##### Material supplied #####

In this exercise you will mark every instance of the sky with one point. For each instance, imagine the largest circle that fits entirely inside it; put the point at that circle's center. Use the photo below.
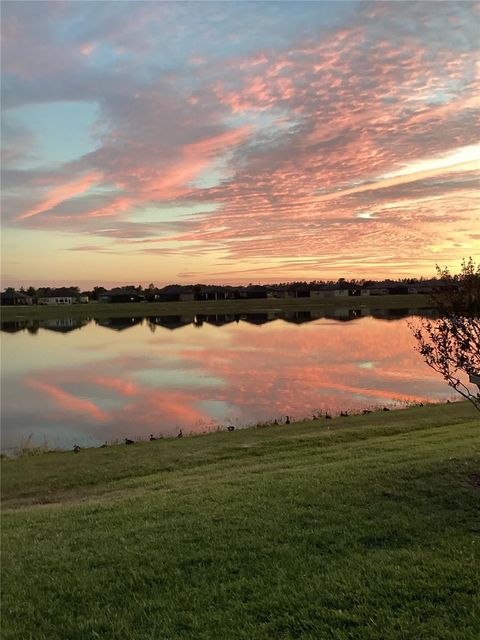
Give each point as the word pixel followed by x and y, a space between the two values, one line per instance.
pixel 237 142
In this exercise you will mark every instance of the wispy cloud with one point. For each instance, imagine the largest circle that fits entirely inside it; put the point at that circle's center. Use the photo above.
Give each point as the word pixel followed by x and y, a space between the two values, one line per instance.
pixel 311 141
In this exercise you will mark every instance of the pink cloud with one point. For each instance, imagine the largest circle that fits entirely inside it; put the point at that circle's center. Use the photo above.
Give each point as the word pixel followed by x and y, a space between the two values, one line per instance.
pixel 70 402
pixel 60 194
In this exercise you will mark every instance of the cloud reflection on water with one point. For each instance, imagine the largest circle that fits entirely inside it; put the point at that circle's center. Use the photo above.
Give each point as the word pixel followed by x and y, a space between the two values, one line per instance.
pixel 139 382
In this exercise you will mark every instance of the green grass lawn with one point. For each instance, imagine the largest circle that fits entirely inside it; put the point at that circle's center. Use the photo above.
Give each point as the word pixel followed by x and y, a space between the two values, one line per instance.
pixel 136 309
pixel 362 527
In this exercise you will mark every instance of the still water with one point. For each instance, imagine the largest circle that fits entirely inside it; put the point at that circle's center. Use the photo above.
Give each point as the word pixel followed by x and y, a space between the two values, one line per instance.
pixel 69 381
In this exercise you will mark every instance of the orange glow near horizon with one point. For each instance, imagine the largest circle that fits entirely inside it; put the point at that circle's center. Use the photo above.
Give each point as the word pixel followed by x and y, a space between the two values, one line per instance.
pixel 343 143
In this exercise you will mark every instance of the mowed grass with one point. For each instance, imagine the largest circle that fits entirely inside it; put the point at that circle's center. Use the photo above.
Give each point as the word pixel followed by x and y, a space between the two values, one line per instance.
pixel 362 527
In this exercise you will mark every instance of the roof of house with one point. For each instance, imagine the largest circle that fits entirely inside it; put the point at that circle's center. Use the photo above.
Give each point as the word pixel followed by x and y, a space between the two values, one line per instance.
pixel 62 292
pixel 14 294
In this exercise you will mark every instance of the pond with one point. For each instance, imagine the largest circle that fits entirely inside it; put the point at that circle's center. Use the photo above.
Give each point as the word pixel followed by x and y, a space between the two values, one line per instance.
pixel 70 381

#####

→ What you will do
Copy the items word for word, starting at the first line and stopping after the line that contains "pixel 237 142". Leave out the pictures.

→ The result
In this exercise you will mark every instance of the sky with one point. For each instance, imagine the largest circle that fits entirely inside it; put the point at that circle's center. Use the photo below.
Give each point as the word pixel followed by x and y, a space between the two values, one line per instance.
pixel 237 142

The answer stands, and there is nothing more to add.